◆ Collected data:
#####
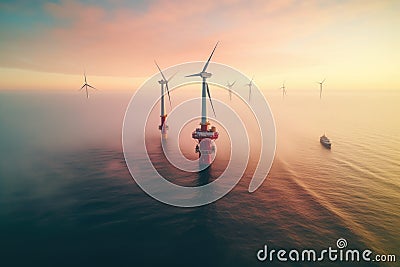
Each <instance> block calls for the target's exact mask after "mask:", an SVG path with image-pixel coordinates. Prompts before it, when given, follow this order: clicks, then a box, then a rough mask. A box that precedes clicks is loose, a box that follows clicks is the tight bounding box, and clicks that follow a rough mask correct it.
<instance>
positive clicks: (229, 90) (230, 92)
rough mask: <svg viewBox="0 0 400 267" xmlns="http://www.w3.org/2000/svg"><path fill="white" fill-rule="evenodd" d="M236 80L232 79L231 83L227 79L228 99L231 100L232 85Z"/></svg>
mask: <svg viewBox="0 0 400 267" xmlns="http://www.w3.org/2000/svg"><path fill="white" fill-rule="evenodd" d="M235 83H236V81H234V82H233V83H231V84H230V83H229V81H228V82H227V84H226V86H227V87H228V89H229V99H230V100H232V87H233V86H234V85H235Z"/></svg>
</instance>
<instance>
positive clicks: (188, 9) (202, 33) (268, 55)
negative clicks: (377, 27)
mask: <svg viewBox="0 0 400 267" xmlns="http://www.w3.org/2000/svg"><path fill="white" fill-rule="evenodd" d="M41 3H42V2H41ZM128 3H129V2H127V1H121V0H120V1H118V0H115V1H89V2H82V1H66V0H62V1H59V2H50V3H47V2H46V3H42V4H41V5H40V6H39V8H40V9H41V12H42V13H43V16H47V18H48V20H49V21H51V22H52V23H47V24H44V23H35V21H32V22H31V24H28V25H26V29H25V31H19V32H18V31H17V32H15V33H13V32H10V31H8V32H7V37H8V38H7V40H4V41H1V42H0V48H1V52H0V66H2V67H7V68H10V67H12V68H22V69H31V70H36V71H44V72H58V73H67V74H75V73H81V71H82V69H83V68H86V69H88V70H89V71H90V72H91V73H94V74H96V75H111V76H146V75H148V74H149V73H153V72H154V71H155V69H154V66H153V59H154V58H155V59H157V60H158V61H159V62H160V64H161V65H162V66H164V67H166V66H170V65H174V64H178V63H181V62H185V61H192V60H205V59H206V57H207V55H208V53H209V50H210V49H211V48H212V46H213V45H214V43H215V42H216V41H217V40H220V41H221V46H220V49H219V50H218V53H216V55H215V58H214V60H216V61H220V62H225V63H226V64H232V65H234V66H239V65H241V66H242V67H243V68H244V69H250V68H275V69H276V68H277V69H279V68H287V67H293V66H297V65H306V66H312V65H315V64H320V63H321V57H320V55H318V54H317V55H315V56H314V55H312V54H311V53H310V52H311V50H313V49H314V48H318V47H321V46H322V47H324V46H326V47H330V46H331V42H333V41H334V40H333V39H332V38H331V37H329V36H327V35H326V34H325V31H326V30H327V29H328V30H329V29H330V30H332V28H335V25H337V24H338V25H342V24H343V23H345V22H351V21H353V20H356V19H357V18H360V17H364V18H365V17H367V16H368V15H370V14H376V13H379V12H382V10H383V9H384V8H385V7H386V6H387V5H388V3H387V2H381V3H380V2H377V1H371V2H365V1H349V2H335V1H294V0H285V1H250V2H248V1H238V0H236V1H207V0H204V1H198V2H192V1H183V2H175V1H153V2H150V3H148V4H146V5H145V4H143V2H139V3H136V4H132V5H129V4H128ZM383 14H384V13H383ZM3 31H4V29H3V30H2V32H3ZM6 31H7V30H6ZM336 41H337V40H336ZM299 50H302V51H299Z"/></svg>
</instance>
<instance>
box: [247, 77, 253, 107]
mask: <svg viewBox="0 0 400 267" xmlns="http://www.w3.org/2000/svg"><path fill="white" fill-rule="evenodd" d="M253 79H254V76H253V77H252V78H251V80H250V82H249V83H246V84H245V85H247V86H248V87H249V102H250V99H251V87H252V86H253Z"/></svg>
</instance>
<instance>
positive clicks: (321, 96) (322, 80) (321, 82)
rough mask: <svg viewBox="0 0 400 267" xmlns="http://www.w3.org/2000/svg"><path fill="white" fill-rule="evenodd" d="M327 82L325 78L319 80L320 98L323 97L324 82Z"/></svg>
mask: <svg viewBox="0 0 400 267" xmlns="http://www.w3.org/2000/svg"><path fill="white" fill-rule="evenodd" d="M324 82H325V79H323V80H322V82H317V83H319V99H321V97H322V84H323V83H324Z"/></svg>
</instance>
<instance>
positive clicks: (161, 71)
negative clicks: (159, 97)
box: [154, 60, 175, 137]
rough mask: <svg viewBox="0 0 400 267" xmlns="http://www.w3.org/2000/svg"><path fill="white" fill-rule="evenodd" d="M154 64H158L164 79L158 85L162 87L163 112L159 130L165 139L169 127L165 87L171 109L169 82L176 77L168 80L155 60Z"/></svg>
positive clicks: (159, 126)
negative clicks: (164, 137) (164, 99)
mask: <svg viewBox="0 0 400 267" xmlns="http://www.w3.org/2000/svg"><path fill="white" fill-rule="evenodd" d="M154 63H155V64H156V66H157V68H158V70H159V71H160V74H161V77H162V79H161V80H159V81H158V83H159V84H160V85H161V112H160V113H161V114H160V117H161V124H160V125H159V126H158V129H159V130H161V134H162V136H163V137H167V130H168V125H166V124H165V119H166V118H167V113H166V112H165V101H164V94H165V90H164V85H165V88H167V93H168V100H169V105H170V107H171V106H172V105H171V96H170V95H169V88H168V82H169V81H170V80H171V79H172V77H174V76H175V74H174V75H172V76H171V77H169V79H166V78H165V76H164V73H163V72H162V71H161V69H160V67H159V66H158V64H157V62H156V61H155V60H154Z"/></svg>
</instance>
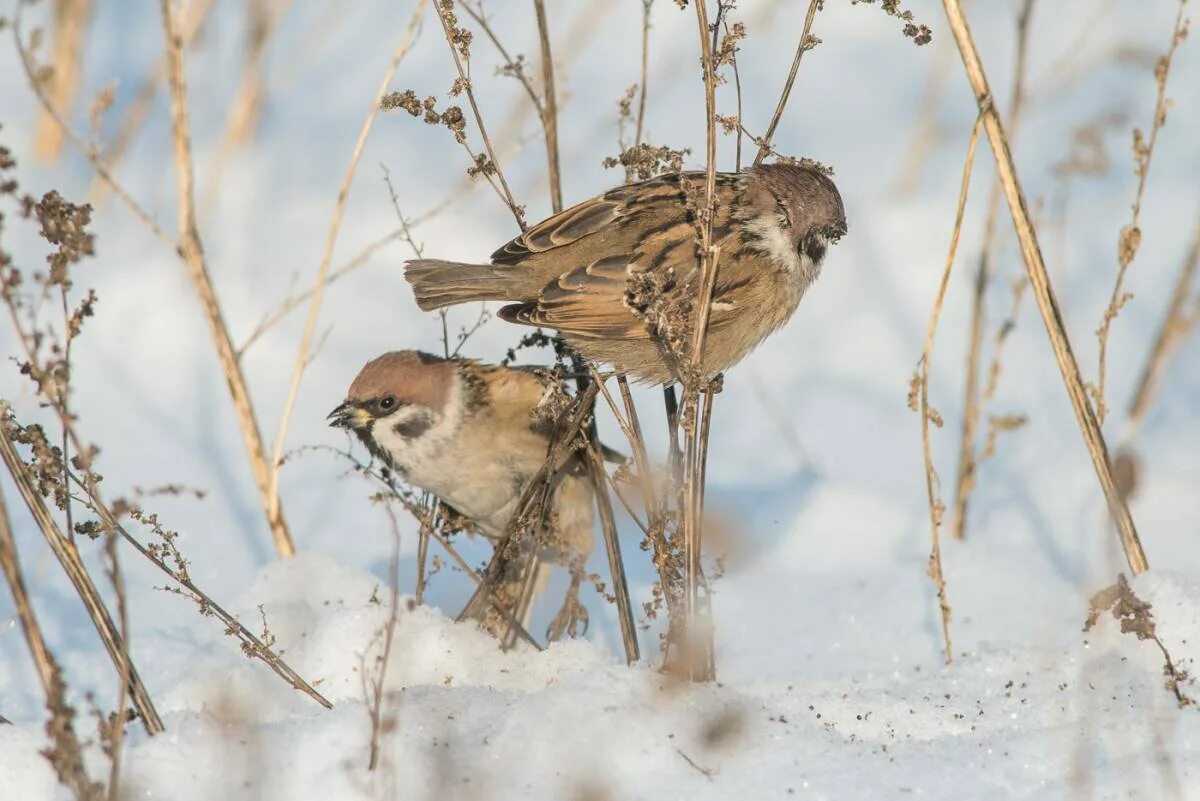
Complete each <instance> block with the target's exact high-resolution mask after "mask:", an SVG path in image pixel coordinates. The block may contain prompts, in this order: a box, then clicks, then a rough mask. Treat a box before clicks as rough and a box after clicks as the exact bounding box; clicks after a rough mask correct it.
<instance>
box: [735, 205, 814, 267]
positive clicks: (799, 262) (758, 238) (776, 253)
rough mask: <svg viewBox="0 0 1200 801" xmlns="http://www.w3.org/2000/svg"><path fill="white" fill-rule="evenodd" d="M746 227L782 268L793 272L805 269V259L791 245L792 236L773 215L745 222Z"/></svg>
mask: <svg viewBox="0 0 1200 801" xmlns="http://www.w3.org/2000/svg"><path fill="white" fill-rule="evenodd" d="M746 229H748V230H749V231H750V233H752V234H755V235H756V236H757V237H758V243H760V246H761V247H762V249H763V252H766V253H767V255H768V257H770V259H772V260H773V261H775V264H778V265H779V266H780V267H782V269H784V270H787V271H788V272H794V271H797V270H805V269H806V265H805V264H804V260H806V259H802V257H800V255H799V254H798V253H797V252H796V248H794V247H793V246H792V237H791V236H788V235H787V231H786V230H785V229H784V227H782V225H780V224H779V221H778V219H775V217H774V216H770V215H767V216H763V217H760V218H757V219H752V221H750V222H748V223H746ZM810 264H811V261H810Z"/></svg>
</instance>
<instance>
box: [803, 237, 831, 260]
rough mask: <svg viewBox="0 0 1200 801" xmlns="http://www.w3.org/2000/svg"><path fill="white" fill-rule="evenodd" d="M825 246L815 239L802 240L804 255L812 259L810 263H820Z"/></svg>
mask: <svg viewBox="0 0 1200 801" xmlns="http://www.w3.org/2000/svg"><path fill="white" fill-rule="evenodd" d="M824 248H826V246H824V245H822V243H821V242H818V241H817V240H815V239H808V240H804V255H806V257H809V259H811V260H812V264H821V260H822V259H824Z"/></svg>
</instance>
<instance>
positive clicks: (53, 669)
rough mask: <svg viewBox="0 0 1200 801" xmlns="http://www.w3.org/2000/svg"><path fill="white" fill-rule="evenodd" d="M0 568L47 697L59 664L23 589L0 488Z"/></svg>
mask: <svg viewBox="0 0 1200 801" xmlns="http://www.w3.org/2000/svg"><path fill="white" fill-rule="evenodd" d="M0 570H4V574H5V577H6V578H7V579H8V590H10V591H11V592H12V602H13V608H14V609H17V620H19V621H20V630H22V632H23V633H24V636H25V643H26V644H28V645H29V654H30V656H31V657H32V658H34V668H35V669H36V670H37V679H38V681H41V682H42V689H43V691H44V692H46V697H47V699H49V697H50V695H52V694H53V693H54V687H55V685H56V682H58V681H59V679H58V670H59V667H58V664H56V663H55V661H54V656H53V655H52V654H50V649H49V646H48V645H47V644H46V638H44V637H42V627H41V626H40V625H38V622H37V615H36V614H35V612H34V604H32V602H31V601H30V597H29V590H26V589H25V579H24V577H23V574H22V572H20V560H19V559H18V556H17V542H16V540H14V537H13V535H12V525H11V523H10V518H8V505H7V502H6V501H5V498H4V490H2V488H0Z"/></svg>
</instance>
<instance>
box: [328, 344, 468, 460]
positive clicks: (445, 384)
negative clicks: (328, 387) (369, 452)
mask: <svg viewBox="0 0 1200 801" xmlns="http://www.w3.org/2000/svg"><path fill="white" fill-rule="evenodd" d="M456 373H457V363H456V362H454V361H450V360H445V359H438V357H437V356H431V355H428V354H424V353H420V351H416V350H395V351H391V353H388V354H384V355H383V356H379V357H378V359H373V360H371V361H370V362H367V365H366V367H364V368H362V369H361V371H360V372H359V375H358V378H355V379H354V383H353V384H350V390H349V392H347V395H346V402H344V403H342V404H341V405H340V406H337V408H336V409H334V410H332V411H331V412H329V417H328V420H329V424H330V426H335V427H337V428H346V429H348V430H353V432H354V433H355V434H358V436H359V439H361V440H362V442H364V444H365V445H366V446H367V447H368V448H371V451H372V452H373V453H376V454H380V456H386V457H389V458H395V457H396V456H397V453H400V452H401V451H403V450H404V448H406V447H407V446H410V445H412V444H413V441H415V440H418V439H420V438H421V436H424V435H425V434H426V433H427V432H430V430H431V429H433V428H438V427H440V426H443V424H444V423H445V422H446V421H448V417H449V416H450V414H449V412H450V411H451V406H452V404H454V403H455V392H456V379H457V377H456Z"/></svg>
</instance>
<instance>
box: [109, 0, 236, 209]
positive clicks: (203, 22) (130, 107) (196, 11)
mask: <svg viewBox="0 0 1200 801" xmlns="http://www.w3.org/2000/svg"><path fill="white" fill-rule="evenodd" d="M215 5H216V0H194V1H193V2H188V4H187V7H186V8H185V10H184V20H182V29H184V48H185V49H187V48H190V47H191V46H192V42H194V41H196V37H197V36H198V35H199V32H200V29H202V28H203V26H204V22H205V20H206V19H208V17H209V12H210V11H212V7H214V6H215ZM166 79H167V54H166V53H163V54H162V55H161V56H158V59H157V60H156V61H155V64H154V66H152V67H151V68H150V71H149V72H148V73H146V76H145V78H143V79H142V83H140V85H139V86H138V90H137V92H136V94H134V95H133V101H132V102H131V103H130V104H128V107H127V109H126V112H125V116H124V118H122V119H121V122H120V125H118V127H116V135H115V137H114V138H113V144H110V145H109V146H108V147H107V149H106V150H104V151H103V153H100V155H98V158H97V161H100V162H103V163H104V164H106V167H107V169H108V170H109V171H113V170H115V169H116V168H118V165H119V164H120V162H121V159H122V158H124V157H125V153H126V152H128V150H130V147H131V146H132V145H133V140H134V139H136V138H137V134H138V132H139V131H142V128H143V126H145V122H146V120H148V119H150V112H151V110H152V109H154V104H155V102H154V101H155V97H156V96H157V94H158V88H160V86H161V85H162V83H163V82H164V80H166ZM89 152H90V149H89ZM112 186H113V185H112V181H109V180H107V179H104V177H103V176H101V175H100V174H98V173H97V174H96V176H95V177H94V179H92V183H91V187H90V188H89V189H88V200H89V201H90V203H91V204H92V205H97V206H98V205H100V204H101V203H103V201H104V192H106V191H110V189H112Z"/></svg>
#####
◆ WHAT IS NEEDED: Take the entries above and copy out all lines with the string "then".

◆ TASK ANSWER:
Each <instance> block calls for the target's exact mask after "mask:", an SVG path with image-pixel coordinates. Prompts before it, when given, follow this order: clicks, then a box, then a rough mask. A box that precedes clicks is loose, a box that follows clicks is the tight bounding box, and clicks that follow a rough mask correct it.
Complete each <instance> block with the target's exact high-resolution mask after "mask:", an SVG path in image pixel coordinates. The block may contain prompts, in this order: a box, then clicks, then a rough mask. Treat a box before clicks as rough and a box after clicks as the exact bounding box; clicks after a rough mask correct it.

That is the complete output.